Work to be completed
From the share capital passage, copy out word for word the part that starts at "Pursuant to a" and ends after "of the Company.".

Source passage
-*-*-

In December 2011, the Company completed a rights issue of 5,900,850,966 ordinary shares of HK$0.01 each on the basis of five rights shares for every twelve shares held of the Company at a subscription price of HK$0.09 per rights share (the “ Rights Issue ”). The net proceeds from the Rights Issue was approximately HK$513,640,000, after deduction of share issue expenses of approximately HK$17,437,000.

Movements in the Company’s issued capital during the period are summarised as follows:

Number Share
of ordinary Issued premium
shares capital account Total
'000 HK$'000 HK$'000 HK$'000
At 1 August 2011 14,162,042 141,620 6,974,701 7,116,321
Rights Issue 5,900,851 59,009 472,068 531,077
Share issue expenses -
____
-
____
(17,437)
____
(17,437)
____
At 31 January 2012, 1 August 2012 and
31 January 2013 20,062,893
_
_
200,629
_
_
7,429,332
_
_
7,629,961
_
_

Pursuant to a special resolution passed at an extraordinary general meeting of the Company held on 24 July 2006, and the subsequent Order of the High Court of Hong Kong granted on 17 October 2006, the Company effected a capital reduction (the “ Capital Reduction ”) which took effect on 18 October 2006. The paid-up capital on each of its issued ordinary shares of HK$0.50 was cancelled to the extent of HK$0.49 per share, and the nominal value of all of the ordinary shares of the Company, both issued and unissued, was reduced from HK$0.50 per share to HK$0.01 per share. A total credit of HK$6,245,561,000 had arisen as a result of the Capital Reduction. An amount of HK$5,619,000,000 of the total credit was credited to the accumulated losses of the Company and the remaining amount of HK$626,561,000 was credited to the share premium account of the Company.

-*-*-

Data rows
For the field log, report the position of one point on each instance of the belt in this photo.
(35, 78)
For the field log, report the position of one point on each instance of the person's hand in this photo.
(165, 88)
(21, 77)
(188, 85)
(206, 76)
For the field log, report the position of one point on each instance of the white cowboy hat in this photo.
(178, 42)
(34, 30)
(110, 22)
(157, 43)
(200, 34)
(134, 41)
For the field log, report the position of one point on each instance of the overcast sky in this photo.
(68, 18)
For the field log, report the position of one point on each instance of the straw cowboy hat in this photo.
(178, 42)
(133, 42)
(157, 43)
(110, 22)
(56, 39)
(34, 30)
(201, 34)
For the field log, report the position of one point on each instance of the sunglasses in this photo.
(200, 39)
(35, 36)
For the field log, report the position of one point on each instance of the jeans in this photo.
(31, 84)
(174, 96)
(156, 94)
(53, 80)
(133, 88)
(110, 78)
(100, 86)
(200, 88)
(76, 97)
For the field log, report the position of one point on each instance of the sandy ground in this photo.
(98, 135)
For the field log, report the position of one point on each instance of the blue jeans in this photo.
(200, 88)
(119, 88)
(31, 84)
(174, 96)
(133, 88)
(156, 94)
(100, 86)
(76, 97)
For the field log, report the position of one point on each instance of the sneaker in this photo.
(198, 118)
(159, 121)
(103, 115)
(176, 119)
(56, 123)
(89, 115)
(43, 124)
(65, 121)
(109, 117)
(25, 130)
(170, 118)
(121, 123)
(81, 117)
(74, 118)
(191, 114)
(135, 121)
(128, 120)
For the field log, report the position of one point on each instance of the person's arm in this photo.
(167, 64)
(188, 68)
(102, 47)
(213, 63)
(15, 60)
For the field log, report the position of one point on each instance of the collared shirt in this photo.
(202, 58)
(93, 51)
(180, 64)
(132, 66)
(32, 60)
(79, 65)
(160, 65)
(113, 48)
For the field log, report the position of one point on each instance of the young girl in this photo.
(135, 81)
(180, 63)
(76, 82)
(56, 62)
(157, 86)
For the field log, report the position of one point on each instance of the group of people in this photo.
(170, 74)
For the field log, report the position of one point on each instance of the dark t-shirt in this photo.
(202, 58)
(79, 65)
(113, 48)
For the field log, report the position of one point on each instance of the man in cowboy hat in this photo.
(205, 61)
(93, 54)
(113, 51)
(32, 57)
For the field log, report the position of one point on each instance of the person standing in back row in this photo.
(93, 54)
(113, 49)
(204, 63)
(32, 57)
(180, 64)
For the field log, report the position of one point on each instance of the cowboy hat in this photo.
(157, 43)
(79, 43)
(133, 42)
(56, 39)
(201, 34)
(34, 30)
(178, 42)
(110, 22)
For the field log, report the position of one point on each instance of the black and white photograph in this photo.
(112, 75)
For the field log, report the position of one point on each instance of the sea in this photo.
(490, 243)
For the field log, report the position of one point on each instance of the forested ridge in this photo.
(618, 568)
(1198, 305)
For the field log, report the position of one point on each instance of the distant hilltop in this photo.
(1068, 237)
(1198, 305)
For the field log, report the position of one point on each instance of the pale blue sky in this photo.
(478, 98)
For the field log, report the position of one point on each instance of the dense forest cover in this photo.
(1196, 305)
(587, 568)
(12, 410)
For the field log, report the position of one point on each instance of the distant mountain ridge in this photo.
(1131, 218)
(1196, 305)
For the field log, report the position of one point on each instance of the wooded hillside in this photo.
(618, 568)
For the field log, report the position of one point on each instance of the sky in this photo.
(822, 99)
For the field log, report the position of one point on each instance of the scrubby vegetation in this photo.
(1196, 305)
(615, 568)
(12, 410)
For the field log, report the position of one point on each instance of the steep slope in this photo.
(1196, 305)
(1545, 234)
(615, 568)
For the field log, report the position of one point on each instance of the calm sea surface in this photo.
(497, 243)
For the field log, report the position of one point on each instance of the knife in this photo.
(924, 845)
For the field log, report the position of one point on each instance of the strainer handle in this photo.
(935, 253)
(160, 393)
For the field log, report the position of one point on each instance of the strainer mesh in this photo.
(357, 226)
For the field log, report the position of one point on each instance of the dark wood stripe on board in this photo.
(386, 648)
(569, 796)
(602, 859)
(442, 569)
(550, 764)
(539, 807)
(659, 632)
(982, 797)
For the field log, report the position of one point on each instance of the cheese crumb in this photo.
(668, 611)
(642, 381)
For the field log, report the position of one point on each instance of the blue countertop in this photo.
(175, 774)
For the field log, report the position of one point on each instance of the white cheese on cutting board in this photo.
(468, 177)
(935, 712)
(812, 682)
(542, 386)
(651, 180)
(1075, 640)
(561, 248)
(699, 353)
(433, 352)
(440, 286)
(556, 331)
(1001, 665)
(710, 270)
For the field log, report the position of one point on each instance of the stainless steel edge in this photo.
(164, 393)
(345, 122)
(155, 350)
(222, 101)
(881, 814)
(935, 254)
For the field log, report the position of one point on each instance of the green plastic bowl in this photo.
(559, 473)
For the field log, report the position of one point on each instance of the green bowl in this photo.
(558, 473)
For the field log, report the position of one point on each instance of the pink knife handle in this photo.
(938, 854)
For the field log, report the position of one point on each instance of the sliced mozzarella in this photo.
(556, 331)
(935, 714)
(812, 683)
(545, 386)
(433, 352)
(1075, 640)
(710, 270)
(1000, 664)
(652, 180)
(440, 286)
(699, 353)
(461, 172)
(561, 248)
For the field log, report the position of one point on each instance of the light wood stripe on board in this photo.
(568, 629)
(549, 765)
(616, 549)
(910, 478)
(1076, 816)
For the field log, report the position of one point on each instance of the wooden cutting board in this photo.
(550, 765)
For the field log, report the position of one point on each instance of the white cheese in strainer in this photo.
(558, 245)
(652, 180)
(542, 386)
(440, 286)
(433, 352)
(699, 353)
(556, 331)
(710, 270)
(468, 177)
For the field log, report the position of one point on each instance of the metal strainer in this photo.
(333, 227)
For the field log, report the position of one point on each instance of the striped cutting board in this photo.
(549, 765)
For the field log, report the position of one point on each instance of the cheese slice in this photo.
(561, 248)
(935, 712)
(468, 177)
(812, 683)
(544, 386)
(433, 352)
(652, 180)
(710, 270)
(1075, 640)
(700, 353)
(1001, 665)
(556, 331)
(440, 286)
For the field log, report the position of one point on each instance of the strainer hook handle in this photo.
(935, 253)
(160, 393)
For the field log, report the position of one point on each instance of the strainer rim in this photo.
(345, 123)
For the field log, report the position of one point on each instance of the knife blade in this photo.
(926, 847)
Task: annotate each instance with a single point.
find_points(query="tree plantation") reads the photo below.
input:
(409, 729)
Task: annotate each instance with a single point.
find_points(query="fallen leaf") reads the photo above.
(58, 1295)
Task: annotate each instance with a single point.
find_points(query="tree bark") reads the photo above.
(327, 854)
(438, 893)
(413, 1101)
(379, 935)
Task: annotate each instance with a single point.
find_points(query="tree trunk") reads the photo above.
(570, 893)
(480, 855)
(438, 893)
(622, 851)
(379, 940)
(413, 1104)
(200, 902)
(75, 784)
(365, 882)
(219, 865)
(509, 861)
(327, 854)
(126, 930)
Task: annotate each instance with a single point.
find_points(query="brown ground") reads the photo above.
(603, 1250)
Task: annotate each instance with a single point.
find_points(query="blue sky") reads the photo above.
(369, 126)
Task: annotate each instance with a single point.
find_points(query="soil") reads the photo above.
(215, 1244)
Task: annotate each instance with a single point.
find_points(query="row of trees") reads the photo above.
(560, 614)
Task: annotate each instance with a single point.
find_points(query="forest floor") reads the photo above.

-*-*-

Response below
Pursuant to a special resolution passed at an extraordinary general meeting of the Company held on 24 July 2006, and the subsequent Order of the High Court of Hong Kong granted on 17 October 2006, the Company effected a capital reduction (the “ Capital Reduction ”) which took effect on 18 October 2006. The paid-up capital on each of its issued ordinary shares of HK$0.50 was cancelled to the extent of HK$0.49 per share, and the nominal value of all of the ordinary shares of the Company, both issued and unissued, was reduced from HK$0.50 per share to HK$0.01 per share. A total credit of HK$6,245,561,000 had arisen as a result of the Capital Reduction. An amount of HK$5,619,000,000 of the total credit was credited to the accumulated losses of the Company and the remaining amount of HK$626,561,000 was credited to the share premium account of the Company.